--- Begin DOCUMENT EXCERPT ---
So, I was talking to my friend Valerie and she mentioned reading my blog. I don’t know if she meant this one or the mini one over on myspace (where I usually just bitch and moan about random things in life and take useless surveys). In any case, she mentioned how she liked what I wrote – life as a military spouse, all the weird random things that happen, and how “in the military” doesn’t just apply to the military member, but the spouse also. I also like to frequent sites such as MilBlogging.com and my favorite (non-Navy, and now non-Army also) blog; My Longest Year. I wish I could write as eloquently as the woman at the latter site. To convey life as a military wife with a husband deployed is hard. There are things you can’t say for obviously (OPSEC – operational security) reasons … but also, if you “complain” you can be considered a “whiner” … She didn’t whine in her blog, she created instead. She took all her heartbreak/energy and created beautiful things, lived her life with her beautiful daughter and told us their story.
--- End DOCUMENT EXCERPT ---
> [GOAL OF THE EXERCISE]
Pick up the blog post on life as a military spouse after its final sentence and write what comes next.
--- Begin GIVEN MATERIAL ---
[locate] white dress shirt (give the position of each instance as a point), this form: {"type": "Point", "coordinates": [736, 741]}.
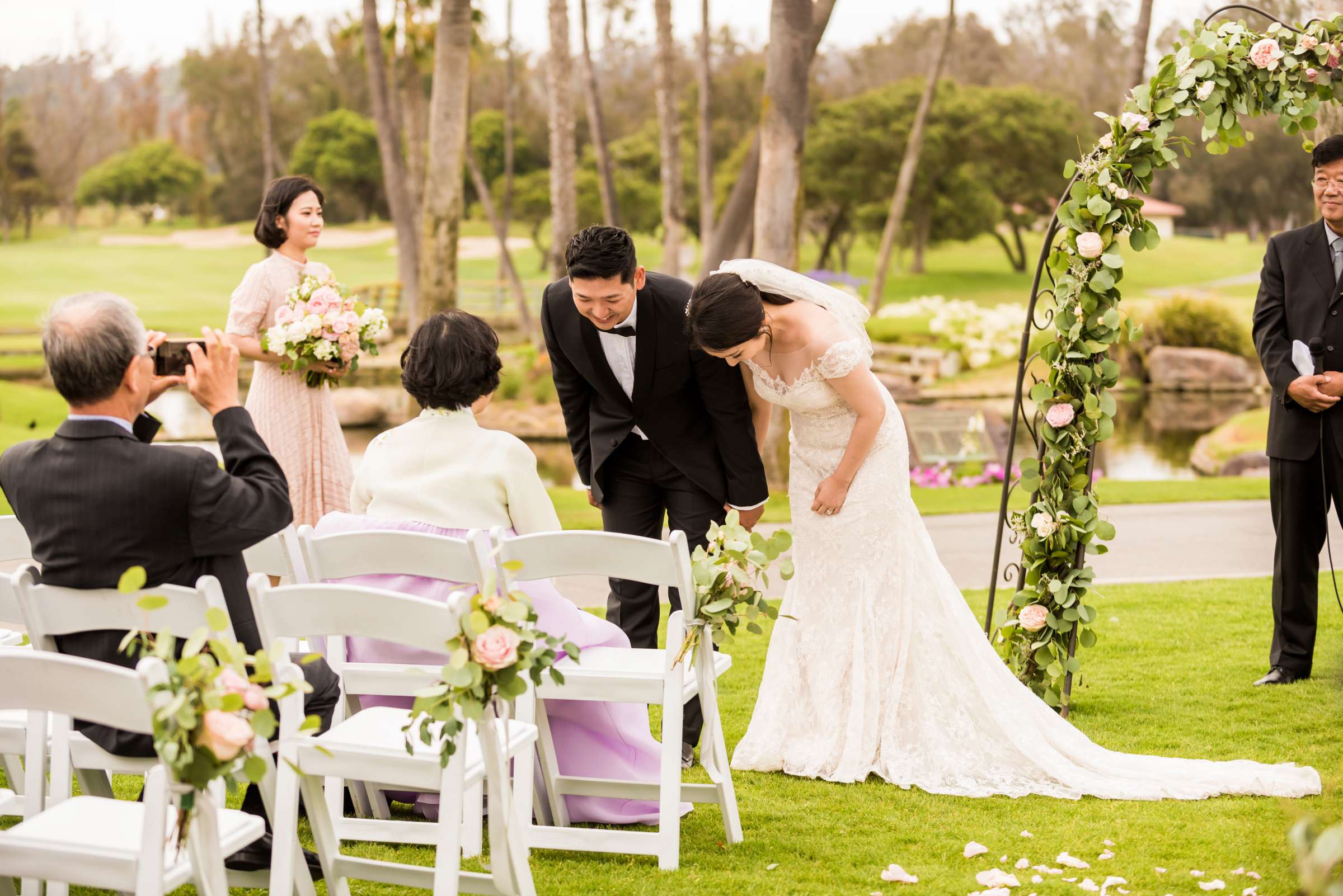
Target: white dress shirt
{"type": "Point", "coordinates": [619, 357]}
{"type": "Point", "coordinates": [445, 470]}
--- End GIVEN MATERIAL ---
> [RESPONSE TO THE EXERCISE]
I went off onto a tangent didn’t I? I just love that site …. Valerie also loaned me a book to read “Emails to the Front” which I loved also. I don’t read. But I read it … And the blogs and the books make me want to write about life a little more. Just convey life with my husband, and life with my husband far away. Life with the son. The dog. The parents. The inlaws. You know … I’m not a “writer” by any means … but I hope to become better in a lot of things. We’re going to begin “Deployment/TAD Number 2″ very soon – it will be “short” this time – but I still have my list of goals (all military wives make them) for this deployment. One of them is to write/blog more. Let’s hope I bring this goal justice …
On a side note – those who know me, know I have a slight fetish for all things historical/old/creepy/possibly haunted … So, today the hubby, the kiddo and I took a ride to Riverside to visit (i.e. drive around and stare without getting out of the car and taking photo’s like I wanted to because I didn’t want to be eaten by crackheads) Annie Lytle Elementary School. She was more beautiful in life then the photo’s I’ve found on the internet convey. I wish I could’ve gotten closer.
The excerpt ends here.